--- Given entries ---
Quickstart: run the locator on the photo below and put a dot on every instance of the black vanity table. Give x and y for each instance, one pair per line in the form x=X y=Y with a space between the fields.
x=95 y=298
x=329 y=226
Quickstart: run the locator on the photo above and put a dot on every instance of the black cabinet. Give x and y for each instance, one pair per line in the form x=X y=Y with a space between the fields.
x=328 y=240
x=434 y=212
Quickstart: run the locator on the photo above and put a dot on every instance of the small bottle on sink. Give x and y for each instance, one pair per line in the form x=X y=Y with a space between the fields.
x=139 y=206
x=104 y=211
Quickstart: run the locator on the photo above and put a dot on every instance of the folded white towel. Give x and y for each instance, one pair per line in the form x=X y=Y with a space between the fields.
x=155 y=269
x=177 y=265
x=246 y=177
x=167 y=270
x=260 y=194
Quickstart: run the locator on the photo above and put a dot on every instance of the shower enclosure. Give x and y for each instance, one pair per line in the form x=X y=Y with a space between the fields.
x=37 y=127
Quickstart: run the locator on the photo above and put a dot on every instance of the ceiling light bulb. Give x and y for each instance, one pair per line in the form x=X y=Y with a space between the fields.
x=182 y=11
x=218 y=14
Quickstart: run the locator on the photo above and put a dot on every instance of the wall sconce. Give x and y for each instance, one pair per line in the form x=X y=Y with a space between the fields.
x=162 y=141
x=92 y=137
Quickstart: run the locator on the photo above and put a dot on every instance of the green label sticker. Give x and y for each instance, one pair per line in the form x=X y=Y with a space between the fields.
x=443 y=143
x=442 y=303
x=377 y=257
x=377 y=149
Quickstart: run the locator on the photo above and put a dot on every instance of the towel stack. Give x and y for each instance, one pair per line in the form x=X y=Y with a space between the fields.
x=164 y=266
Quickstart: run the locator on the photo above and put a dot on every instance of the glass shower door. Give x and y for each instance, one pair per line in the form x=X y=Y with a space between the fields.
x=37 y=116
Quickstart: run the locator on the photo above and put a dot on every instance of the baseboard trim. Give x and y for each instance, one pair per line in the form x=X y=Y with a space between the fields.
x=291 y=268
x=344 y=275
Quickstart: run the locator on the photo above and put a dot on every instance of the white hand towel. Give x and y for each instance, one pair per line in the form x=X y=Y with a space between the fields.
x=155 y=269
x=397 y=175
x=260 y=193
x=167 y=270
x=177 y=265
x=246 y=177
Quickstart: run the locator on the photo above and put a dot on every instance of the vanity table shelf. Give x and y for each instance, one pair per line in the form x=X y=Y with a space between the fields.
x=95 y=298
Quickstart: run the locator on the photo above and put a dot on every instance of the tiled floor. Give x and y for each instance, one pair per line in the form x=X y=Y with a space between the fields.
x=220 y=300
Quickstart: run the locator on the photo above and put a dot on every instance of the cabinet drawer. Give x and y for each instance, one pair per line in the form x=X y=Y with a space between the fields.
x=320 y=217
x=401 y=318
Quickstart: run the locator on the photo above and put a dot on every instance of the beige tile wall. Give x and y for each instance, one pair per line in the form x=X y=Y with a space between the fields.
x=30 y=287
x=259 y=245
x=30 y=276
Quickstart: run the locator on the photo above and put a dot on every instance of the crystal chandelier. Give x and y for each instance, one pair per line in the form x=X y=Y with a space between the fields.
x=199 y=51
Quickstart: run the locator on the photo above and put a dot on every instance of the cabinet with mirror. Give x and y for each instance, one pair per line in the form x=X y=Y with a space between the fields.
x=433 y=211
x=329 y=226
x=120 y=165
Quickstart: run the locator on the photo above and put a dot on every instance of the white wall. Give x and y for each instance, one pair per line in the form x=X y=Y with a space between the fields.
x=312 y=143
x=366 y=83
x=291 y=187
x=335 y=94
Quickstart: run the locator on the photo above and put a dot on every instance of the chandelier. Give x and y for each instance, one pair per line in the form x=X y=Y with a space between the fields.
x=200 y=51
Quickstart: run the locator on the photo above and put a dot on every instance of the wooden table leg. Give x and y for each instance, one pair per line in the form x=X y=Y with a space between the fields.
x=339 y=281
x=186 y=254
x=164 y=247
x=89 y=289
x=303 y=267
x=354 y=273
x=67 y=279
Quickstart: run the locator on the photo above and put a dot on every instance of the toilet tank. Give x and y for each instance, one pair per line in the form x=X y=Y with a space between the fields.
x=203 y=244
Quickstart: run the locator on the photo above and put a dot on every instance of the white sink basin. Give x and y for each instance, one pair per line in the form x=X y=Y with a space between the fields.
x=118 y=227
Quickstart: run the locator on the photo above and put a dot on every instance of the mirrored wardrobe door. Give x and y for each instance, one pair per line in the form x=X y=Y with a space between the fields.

--- Written instruction ---
Rescale the entries from the line containing "of the toilet" through the final line of the entries, both ends included. Reproduce every line, requests included, and multiply each x and y coordinate in the answers by 1.2, rounding to the nearest whole number with halves rounded up.

--- Full answer ---
Quickstart: run the locator on the photo above and put a dot on every instance of the toilet tank. Give x and y for each instance, one pair per line in the form x=X y=Y with a space between the fields.
x=244 y=293
Quickstart: run the locator on the photo above and put a dot on every instance of the white sink basin. Give x and y for each instance, one pair per line in the form x=X y=Y with a space between the fields.
x=142 y=272
Quickstart: run the locator on the photo above and put a dot on every instance of the mirrored wardrobe door. Give x and y for each instance, one pair per line in the form x=X y=Y with a space between the fields.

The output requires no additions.